## Exercise input

-- START --

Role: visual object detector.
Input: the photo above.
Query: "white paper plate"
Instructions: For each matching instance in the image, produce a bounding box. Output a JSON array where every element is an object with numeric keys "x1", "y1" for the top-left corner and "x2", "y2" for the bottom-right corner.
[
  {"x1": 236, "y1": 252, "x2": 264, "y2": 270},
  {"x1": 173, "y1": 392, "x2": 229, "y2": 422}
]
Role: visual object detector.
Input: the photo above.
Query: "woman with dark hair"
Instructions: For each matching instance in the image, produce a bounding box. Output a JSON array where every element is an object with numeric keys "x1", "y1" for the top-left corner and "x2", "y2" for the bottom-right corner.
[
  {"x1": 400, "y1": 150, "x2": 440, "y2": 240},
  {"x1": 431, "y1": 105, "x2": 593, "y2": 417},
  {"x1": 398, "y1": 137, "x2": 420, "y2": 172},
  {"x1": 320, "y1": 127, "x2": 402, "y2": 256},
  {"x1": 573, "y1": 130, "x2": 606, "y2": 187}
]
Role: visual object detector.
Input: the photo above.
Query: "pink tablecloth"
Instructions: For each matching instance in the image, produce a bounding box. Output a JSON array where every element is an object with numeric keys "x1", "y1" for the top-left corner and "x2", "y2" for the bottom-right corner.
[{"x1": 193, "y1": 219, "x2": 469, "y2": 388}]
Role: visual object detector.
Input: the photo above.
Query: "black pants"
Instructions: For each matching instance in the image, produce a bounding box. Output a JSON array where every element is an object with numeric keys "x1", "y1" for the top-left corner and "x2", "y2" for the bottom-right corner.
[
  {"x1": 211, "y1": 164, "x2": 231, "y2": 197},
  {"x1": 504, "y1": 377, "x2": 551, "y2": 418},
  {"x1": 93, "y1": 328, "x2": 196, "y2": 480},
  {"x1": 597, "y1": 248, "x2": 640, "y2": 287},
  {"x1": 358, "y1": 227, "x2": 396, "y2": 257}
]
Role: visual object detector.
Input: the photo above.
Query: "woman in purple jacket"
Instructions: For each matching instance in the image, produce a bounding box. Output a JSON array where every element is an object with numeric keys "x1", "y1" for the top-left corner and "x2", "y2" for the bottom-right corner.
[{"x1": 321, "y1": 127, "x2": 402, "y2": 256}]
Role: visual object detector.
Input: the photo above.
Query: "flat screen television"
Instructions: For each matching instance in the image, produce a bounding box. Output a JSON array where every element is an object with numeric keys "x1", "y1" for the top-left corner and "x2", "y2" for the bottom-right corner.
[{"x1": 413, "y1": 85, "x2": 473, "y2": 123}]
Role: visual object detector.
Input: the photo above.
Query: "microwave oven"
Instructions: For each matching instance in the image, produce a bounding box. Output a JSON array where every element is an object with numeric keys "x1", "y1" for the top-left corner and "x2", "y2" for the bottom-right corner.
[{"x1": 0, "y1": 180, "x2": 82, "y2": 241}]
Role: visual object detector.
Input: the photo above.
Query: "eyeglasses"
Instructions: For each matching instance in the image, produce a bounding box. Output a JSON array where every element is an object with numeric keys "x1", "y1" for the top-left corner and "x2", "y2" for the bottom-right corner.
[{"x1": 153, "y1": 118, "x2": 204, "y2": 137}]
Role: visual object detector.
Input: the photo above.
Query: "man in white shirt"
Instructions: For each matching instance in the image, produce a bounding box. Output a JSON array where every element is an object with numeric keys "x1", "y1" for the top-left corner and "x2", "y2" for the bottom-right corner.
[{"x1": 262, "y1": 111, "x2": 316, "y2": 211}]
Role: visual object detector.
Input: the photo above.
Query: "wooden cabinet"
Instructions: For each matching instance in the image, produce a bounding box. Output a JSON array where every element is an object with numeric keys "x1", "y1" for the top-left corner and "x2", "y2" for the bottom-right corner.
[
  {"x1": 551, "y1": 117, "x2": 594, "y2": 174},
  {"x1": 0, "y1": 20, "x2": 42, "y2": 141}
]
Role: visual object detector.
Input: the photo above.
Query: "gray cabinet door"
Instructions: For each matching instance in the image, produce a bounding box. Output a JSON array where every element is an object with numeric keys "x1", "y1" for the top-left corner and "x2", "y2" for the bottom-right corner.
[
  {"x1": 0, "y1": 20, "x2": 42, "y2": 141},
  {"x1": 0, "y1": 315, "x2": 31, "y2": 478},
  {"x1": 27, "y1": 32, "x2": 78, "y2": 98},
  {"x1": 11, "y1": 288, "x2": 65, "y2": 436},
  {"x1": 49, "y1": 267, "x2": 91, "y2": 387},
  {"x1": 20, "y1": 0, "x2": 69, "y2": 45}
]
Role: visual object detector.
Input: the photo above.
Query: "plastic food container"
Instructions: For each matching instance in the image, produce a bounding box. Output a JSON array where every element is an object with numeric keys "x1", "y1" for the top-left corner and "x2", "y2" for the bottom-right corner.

-- END --

## Exercise directions
Pull out each line from the rows above that contains the word "Query".

## Finished task
Query: "white paper plate"
Query: "woman with dark hair"
Query: "pink tablecloth"
Query: "black pants"
Query: "woman in purple jacket"
Query: "flat screen television"
Query: "microwave oven"
Query: "eyeglasses"
Query: "man in white shirt"
Query: "wooden cabinet"
Query: "gray cabinet door"
Query: "plastic food container"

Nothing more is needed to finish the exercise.